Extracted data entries
----------------
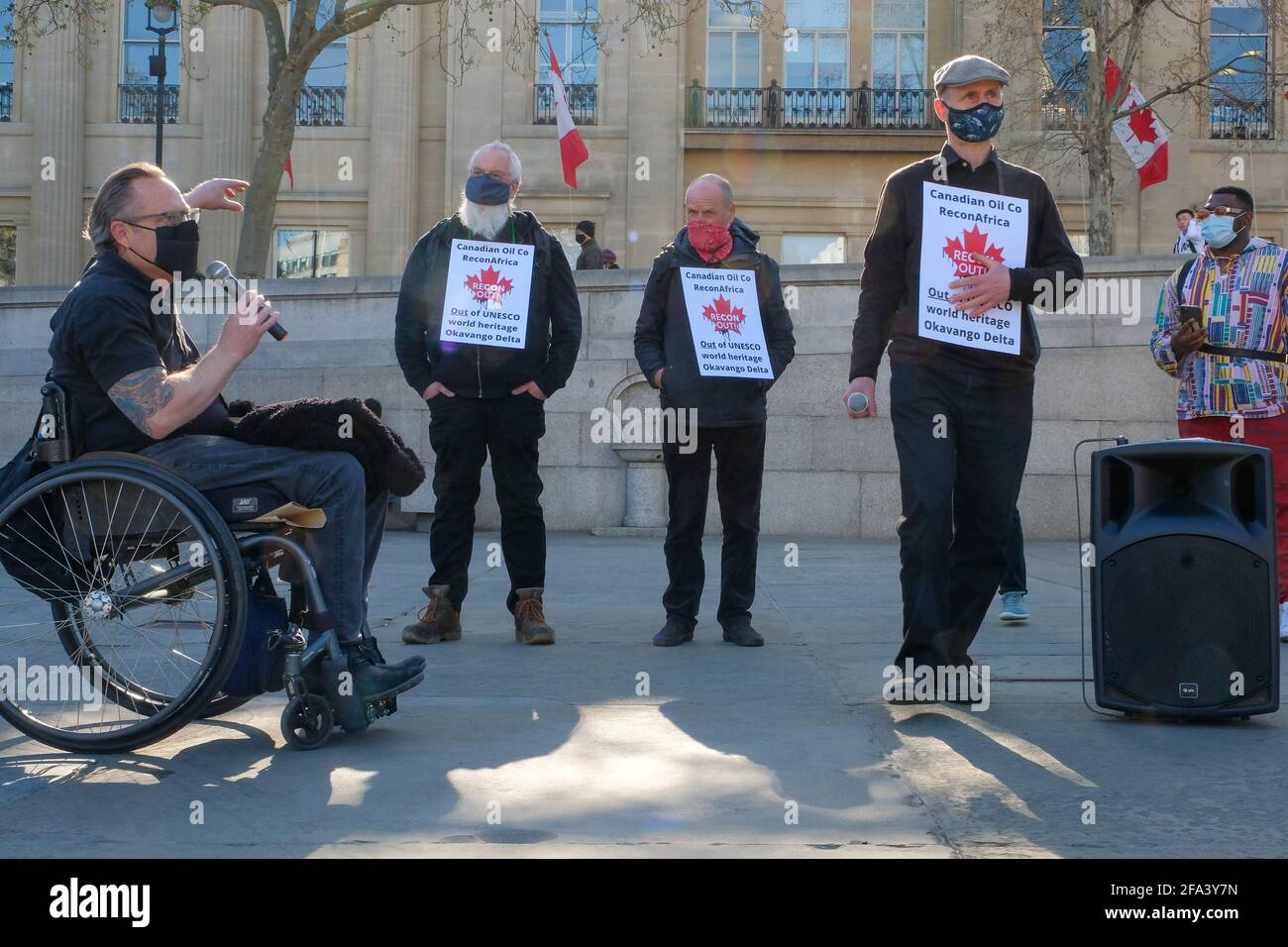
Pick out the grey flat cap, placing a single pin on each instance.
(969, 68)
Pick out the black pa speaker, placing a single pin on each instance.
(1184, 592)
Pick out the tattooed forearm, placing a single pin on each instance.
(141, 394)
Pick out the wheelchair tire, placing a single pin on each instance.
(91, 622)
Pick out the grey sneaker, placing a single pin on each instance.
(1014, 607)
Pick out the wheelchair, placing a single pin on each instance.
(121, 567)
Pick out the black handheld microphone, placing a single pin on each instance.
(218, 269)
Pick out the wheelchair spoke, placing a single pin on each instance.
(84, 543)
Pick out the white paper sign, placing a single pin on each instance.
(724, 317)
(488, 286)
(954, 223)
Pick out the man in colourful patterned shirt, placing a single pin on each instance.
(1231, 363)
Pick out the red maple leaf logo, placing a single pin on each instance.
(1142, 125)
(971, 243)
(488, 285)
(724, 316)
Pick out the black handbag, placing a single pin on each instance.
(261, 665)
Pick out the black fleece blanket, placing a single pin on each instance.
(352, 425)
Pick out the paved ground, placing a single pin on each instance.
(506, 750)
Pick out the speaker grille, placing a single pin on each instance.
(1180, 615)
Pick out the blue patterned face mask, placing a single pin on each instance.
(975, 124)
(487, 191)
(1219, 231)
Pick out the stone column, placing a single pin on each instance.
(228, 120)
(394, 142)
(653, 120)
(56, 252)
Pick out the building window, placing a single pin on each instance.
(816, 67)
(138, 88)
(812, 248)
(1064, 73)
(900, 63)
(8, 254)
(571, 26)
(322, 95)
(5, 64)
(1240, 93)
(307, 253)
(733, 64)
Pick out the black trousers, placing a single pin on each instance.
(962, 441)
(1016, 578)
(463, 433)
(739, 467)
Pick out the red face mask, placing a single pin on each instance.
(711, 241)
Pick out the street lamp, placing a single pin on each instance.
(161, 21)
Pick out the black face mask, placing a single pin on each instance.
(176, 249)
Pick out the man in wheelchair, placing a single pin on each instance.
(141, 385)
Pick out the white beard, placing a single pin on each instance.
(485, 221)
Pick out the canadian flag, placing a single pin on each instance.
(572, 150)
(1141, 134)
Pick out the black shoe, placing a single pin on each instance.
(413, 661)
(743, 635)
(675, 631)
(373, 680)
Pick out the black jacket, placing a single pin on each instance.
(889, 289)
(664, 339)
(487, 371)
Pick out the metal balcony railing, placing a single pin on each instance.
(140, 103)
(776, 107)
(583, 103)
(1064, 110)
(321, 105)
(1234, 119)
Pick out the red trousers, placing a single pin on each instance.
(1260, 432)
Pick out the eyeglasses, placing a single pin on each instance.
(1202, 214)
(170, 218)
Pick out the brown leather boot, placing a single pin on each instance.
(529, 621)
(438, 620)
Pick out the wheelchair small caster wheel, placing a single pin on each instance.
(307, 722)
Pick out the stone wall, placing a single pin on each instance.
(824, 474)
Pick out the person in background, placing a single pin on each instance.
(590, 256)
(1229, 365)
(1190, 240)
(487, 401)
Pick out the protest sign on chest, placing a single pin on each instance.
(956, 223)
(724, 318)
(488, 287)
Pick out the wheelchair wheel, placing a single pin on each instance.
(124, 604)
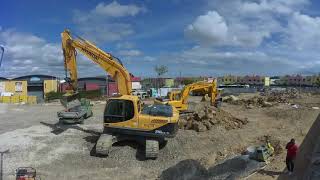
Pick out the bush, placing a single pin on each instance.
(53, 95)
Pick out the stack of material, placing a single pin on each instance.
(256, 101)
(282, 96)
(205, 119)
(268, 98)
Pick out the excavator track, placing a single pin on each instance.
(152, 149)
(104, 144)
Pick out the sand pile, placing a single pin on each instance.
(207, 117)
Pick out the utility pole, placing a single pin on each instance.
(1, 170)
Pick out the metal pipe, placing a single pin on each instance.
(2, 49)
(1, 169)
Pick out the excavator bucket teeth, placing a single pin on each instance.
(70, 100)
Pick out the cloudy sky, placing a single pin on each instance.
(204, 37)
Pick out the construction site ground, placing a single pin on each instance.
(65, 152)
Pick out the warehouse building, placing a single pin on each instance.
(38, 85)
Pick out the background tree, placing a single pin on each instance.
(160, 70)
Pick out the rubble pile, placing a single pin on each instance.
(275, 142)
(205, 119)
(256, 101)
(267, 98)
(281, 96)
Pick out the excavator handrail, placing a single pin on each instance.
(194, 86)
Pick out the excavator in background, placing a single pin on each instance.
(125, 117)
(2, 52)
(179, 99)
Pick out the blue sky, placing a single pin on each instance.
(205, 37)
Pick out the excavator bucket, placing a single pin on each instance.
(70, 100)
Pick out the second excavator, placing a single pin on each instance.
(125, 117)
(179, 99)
----------------
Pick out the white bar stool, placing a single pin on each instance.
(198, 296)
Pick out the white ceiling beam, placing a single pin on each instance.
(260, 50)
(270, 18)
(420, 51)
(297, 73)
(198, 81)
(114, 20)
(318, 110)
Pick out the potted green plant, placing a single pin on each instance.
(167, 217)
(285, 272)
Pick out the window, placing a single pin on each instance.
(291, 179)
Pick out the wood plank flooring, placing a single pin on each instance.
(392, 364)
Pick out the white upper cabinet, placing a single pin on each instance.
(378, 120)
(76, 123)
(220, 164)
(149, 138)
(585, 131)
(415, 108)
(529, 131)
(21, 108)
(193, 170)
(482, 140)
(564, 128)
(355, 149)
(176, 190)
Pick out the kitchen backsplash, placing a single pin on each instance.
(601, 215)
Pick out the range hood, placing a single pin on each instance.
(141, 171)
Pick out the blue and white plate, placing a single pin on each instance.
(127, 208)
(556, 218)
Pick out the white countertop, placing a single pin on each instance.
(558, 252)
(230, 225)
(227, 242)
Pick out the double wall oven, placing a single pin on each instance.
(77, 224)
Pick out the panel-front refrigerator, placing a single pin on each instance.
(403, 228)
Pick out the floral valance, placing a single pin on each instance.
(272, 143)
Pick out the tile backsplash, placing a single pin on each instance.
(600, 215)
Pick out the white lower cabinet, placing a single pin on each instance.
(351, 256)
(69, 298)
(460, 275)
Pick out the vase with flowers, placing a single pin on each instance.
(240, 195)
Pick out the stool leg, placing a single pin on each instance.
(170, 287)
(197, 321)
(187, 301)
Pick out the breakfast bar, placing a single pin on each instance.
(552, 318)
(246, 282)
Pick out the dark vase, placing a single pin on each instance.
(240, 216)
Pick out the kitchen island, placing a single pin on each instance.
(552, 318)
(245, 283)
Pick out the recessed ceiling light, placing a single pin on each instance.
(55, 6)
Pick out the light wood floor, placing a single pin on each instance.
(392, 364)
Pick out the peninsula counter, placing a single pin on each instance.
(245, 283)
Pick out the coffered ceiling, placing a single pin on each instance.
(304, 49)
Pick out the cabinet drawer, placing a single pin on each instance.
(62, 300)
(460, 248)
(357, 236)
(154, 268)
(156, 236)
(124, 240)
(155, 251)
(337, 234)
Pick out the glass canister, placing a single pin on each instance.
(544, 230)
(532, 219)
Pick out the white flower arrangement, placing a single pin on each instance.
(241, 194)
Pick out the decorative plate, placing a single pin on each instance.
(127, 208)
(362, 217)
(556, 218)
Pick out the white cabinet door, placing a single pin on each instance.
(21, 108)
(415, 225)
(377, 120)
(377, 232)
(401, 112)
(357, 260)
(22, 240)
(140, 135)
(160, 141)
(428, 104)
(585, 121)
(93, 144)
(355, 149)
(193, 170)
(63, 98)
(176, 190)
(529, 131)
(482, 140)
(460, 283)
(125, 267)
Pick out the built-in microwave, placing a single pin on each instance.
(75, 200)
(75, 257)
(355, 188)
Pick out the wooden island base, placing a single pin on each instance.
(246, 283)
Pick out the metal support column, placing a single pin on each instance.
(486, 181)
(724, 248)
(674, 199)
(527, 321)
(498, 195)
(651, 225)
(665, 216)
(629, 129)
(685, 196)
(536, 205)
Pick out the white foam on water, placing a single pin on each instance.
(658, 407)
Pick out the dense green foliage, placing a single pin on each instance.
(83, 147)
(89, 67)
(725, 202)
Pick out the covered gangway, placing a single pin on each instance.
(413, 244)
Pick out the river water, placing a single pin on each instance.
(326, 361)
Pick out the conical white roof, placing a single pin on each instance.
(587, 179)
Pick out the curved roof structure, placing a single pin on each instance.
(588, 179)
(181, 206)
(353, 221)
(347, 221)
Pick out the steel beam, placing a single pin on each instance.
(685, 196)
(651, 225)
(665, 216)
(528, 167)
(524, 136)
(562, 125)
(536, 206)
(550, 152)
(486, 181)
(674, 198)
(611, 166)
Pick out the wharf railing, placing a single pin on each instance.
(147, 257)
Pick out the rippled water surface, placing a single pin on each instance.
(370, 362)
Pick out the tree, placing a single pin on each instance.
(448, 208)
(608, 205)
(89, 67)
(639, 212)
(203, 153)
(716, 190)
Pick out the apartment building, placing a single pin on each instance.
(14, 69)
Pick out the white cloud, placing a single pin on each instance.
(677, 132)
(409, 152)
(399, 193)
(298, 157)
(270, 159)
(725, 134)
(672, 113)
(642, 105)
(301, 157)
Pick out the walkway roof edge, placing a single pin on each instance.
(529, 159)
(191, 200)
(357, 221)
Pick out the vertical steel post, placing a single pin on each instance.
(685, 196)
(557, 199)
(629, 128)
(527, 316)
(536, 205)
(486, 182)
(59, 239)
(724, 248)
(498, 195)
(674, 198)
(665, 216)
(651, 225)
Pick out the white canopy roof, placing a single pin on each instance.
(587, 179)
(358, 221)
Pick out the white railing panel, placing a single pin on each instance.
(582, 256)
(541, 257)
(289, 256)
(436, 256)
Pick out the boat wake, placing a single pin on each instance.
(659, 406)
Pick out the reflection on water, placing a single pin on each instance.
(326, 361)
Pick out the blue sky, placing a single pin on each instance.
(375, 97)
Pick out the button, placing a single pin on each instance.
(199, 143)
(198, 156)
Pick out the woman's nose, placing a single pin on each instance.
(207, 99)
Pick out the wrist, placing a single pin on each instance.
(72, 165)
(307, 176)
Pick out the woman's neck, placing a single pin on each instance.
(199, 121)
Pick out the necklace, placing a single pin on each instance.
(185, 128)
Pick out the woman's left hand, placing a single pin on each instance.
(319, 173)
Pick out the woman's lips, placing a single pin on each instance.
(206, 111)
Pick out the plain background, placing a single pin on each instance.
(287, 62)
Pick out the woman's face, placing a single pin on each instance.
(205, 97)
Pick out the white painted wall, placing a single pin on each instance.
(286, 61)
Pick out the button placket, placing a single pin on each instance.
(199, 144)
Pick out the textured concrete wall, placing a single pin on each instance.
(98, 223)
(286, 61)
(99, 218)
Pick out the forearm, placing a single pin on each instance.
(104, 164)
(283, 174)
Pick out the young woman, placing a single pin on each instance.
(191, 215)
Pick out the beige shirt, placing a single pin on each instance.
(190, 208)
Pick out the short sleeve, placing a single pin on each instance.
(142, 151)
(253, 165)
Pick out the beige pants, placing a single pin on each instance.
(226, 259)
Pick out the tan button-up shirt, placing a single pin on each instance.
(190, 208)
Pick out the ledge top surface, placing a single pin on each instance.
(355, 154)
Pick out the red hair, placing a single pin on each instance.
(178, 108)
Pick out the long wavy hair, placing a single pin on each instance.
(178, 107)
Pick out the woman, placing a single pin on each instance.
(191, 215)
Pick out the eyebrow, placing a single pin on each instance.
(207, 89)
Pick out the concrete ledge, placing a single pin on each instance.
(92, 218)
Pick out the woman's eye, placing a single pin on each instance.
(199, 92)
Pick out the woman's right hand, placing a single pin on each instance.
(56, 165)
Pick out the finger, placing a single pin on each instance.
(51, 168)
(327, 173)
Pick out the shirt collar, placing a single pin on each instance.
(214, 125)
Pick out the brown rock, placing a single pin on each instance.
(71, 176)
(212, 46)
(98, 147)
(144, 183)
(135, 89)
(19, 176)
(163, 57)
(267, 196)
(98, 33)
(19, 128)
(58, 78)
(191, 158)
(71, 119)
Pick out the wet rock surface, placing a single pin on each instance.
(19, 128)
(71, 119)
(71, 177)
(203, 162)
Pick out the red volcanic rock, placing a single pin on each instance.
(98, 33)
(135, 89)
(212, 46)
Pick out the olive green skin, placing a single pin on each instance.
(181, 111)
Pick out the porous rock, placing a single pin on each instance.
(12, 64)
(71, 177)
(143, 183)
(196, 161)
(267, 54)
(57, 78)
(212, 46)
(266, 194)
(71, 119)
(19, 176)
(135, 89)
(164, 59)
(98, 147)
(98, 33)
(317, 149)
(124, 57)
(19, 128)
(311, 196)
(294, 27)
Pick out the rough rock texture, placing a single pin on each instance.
----------------
* [Exercise details]:
Among the entries above, find the line with "Pick out the red volcanic" and the line with "Pick out the rough"; give again exactly these two lines and all lines between them.

* [Result for this exercise]:
Pick out the red volcanic rock, placing a single pin on each instance.
(98, 33)
(135, 89)
(212, 46)
Pick out the olive green skin, placing a single pin on each instance.
(181, 111)
Pick out the porous rock, placing a single pin on each instance.
(12, 64)
(71, 177)
(143, 183)
(196, 161)
(267, 54)
(57, 78)
(212, 46)
(266, 194)
(71, 119)
(19, 176)
(135, 89)
(164, 59)
(98, 147)
(98, 33)
(317, 149)
(124, 57)
(19, 128)
(311, 196)
(294, 27)
Pick out the rough rock texture, placing a single pin on each instance.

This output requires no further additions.